_Work to complete_
Return every record below exactly as written, omitting any pictures.

[Collected data entries]
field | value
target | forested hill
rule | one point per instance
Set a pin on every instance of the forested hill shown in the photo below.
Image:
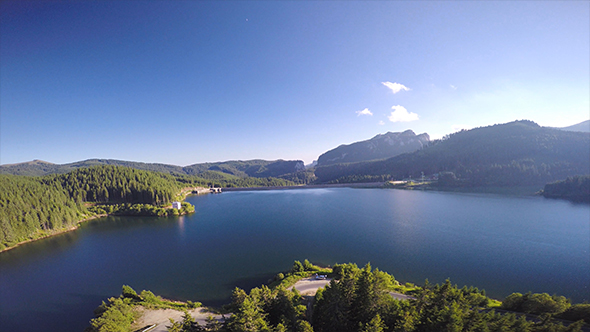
(250, 168)
(575, 188)
(379, 147)
(33, 207)
(511, 154)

_Written solution_
field | value
target | forested hill
rule | one point per instance
Set a pin on every instance of the forested hill shown in the photo below.
Image:
(250, 168)
(575, 188)
(379, 147)
(33, 207)
(511, 154)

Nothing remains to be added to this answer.